## BEGIN
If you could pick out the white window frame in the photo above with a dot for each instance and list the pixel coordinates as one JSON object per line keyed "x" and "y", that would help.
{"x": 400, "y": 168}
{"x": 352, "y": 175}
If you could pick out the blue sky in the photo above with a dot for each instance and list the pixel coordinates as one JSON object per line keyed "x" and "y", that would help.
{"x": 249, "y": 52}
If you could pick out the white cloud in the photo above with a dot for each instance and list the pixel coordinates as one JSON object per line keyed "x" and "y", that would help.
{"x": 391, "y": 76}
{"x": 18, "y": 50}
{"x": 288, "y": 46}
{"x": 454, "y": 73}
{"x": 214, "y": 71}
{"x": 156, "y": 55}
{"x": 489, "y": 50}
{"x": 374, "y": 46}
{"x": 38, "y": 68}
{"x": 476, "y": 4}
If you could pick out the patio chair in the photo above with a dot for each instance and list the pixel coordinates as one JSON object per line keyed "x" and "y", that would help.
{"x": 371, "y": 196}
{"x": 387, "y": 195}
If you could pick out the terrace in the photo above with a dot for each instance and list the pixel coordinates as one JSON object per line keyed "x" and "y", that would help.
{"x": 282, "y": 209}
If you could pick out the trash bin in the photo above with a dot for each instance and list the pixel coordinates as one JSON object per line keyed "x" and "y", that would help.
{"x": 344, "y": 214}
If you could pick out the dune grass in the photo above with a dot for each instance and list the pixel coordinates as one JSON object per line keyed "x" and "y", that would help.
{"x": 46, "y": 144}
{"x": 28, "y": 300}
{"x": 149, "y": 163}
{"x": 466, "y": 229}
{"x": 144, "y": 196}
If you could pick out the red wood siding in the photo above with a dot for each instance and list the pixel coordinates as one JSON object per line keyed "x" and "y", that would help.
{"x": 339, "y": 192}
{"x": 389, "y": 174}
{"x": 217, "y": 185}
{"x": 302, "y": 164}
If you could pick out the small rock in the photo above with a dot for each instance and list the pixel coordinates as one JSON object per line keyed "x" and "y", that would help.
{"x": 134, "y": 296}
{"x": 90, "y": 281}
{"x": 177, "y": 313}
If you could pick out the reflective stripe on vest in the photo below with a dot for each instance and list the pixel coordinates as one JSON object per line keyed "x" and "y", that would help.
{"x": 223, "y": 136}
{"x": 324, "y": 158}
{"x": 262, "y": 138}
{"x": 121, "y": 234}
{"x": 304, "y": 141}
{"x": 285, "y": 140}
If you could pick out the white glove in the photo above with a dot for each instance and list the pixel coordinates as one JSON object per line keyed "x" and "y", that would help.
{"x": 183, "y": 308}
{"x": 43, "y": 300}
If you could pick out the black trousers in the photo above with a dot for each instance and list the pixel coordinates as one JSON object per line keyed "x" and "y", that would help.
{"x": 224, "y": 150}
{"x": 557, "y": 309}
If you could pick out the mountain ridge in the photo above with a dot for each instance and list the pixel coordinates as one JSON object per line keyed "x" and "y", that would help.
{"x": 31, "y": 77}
## END
Can you restate the records from the line containing "If you could pick out the small" through the end of the records, putting "work glove" in place of "white glove" and leaving everything else unchanged?

If you could pick out the small rock in the photo above with a dot for each instance and list the pixel coordinates as one JSON object per line keyed "x" and "y", that would help.
{"x": 134, "y": 296}
{"x": 90, "y": 281}
{"x": 177, "y": 313}
If you could pick out the reflective stripe on vest in the photo below with a dot for each instance and list the pixel coordinates as one JSON object per line keyed "x" and "y", that would help.
{"x": 223, "y": 136}
{"x": 324, "y": 158}
{"x": 262, "y": 138}
{"x": 121, "y": 234}
{"x": 304, "y": 141}
{"x": 285, "y": 140}
If you could pick out the work glove in the photo above with a dot for each instance and list the pixel coordinates as one JSON object per line keyed "x" and "y", that would help.
{"x": 183, "y": 308}
{"x": 43, "y": 300}
If you could pick out the black trousers in the photo above with a dot for each instance and list the pixel coordinates as one JSON object per line keyed "x" and "y", that would help.
{"x": 224, "y": 150}
{"x": 557, "y": 309}
If you could pick out the mountain ridge in the photo above with a dot for each instance and list the pixel coordinates as one JSON object per line keyed "x" and "y", that would help.
{"x": 31, "y": 77}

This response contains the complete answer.